Please answer from the forum thread below on bonding the rabbits Merlin and Sasha: what was put on Merlin's back to cool him down?

◆ SOURCE PASSAGE:
++++

It really wasn't going anywhere. So then I moved them from the box to the top of Sasha's cage. It worked splendidly in giving Merlin more confidence to move around, but this location change made Sasha rather more nippy than she's been the last 4 bonding sessions. She lunged at him with her teeth out a few times, but fortunately the situation hasn't escalated into a fight (yet). That's pretty good. He still won't give her head grooms though. Ugh Merlin, surrender already.

I really wish I could let my marathon bonding sessions last like, 6-8 hours, but Merlin just won't eat or drink when Sasha's around and I don't want to risk stasis.

This pic really sums it up, when you remember Merlin is easily 50% bigger than Sasha. Packing himself in all small and anxious, while Sasha pads around nonchalant and confident. Bubs says it was my fault for getting his balls taken off him. Ha. Ha. Ha.


----------



## whiskylollipop

Hmm, why are my pics showing up so big? How do I downsize them, anyone know?

It's a bit annoying innit, but I've got a couple more cute pics to put up so, sorry about the size!






Merlin flopped! After the first hour or so he seemed to feel much less stressed and flopped a couple of times. But that could've been because it's pretty hot, and there was a bit of direct sunlight on Sasha's cage top. Poor boy, his fur is so thick. So I wet a rag and put it on his back, like a horse. He shook it off at first, but then he realised it cooled him down so after that he didn't mind so much. Stylish eh?










He's still not giving Sasha any loving but he seems more confident now I think. Space really helps. Maybe Merlin's claustrophobic. I also got him to eat some basil. I could tell he really wanted to eat but was afraid Sasha would catch him off-guard and kungfu-kick him in the butt. So I occupied Sasha with pets, and when he was sure that she was distracted, he frantically vacuumed up those basil leaves faster than I've ever seen. Oh, bunnies. You hilarious little things.

Wrapping up the date in 5 minutes! Here's one last shot of Sasha photobombing Merlin's fashion shoot.


----------



## pani

Merlin wearing a little cooling shirt is SO FREAKIN CUTE. I'm glad the bonding sessions are getting better! I can't wait until these two start snugglin'.


----------



## bunnyman666

I am in love with your bunnies!!!! They are so bloody cute!!!!

++++

◆ PROVIDED RECORDS:

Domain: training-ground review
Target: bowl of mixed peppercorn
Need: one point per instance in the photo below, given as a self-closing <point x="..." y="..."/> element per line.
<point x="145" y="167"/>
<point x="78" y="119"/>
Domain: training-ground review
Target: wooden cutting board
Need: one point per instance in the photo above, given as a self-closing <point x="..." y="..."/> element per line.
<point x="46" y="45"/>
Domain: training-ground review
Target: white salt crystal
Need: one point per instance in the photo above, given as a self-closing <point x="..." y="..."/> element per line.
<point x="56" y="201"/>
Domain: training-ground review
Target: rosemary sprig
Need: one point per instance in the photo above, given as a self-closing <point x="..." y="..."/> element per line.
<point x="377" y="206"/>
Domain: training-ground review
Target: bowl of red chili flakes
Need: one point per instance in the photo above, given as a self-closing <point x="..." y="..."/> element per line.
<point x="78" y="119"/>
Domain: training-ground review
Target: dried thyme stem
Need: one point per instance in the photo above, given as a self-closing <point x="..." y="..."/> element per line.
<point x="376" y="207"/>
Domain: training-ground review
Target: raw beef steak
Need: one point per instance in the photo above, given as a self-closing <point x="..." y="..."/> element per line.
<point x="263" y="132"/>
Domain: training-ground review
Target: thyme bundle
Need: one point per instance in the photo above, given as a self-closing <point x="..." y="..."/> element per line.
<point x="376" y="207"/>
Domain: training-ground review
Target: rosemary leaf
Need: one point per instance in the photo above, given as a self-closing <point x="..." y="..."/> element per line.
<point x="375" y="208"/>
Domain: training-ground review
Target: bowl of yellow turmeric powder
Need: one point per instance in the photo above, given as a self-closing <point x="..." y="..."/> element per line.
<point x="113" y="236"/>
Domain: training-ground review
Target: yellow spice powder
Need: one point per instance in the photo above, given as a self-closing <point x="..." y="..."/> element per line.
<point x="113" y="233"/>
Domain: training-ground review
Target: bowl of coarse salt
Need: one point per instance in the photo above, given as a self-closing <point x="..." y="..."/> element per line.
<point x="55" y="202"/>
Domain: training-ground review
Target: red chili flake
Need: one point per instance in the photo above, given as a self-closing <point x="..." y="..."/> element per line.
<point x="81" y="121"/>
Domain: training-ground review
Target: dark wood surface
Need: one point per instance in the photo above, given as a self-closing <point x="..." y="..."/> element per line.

++++

◆ WRITTEN RESPONSE: A wet rag.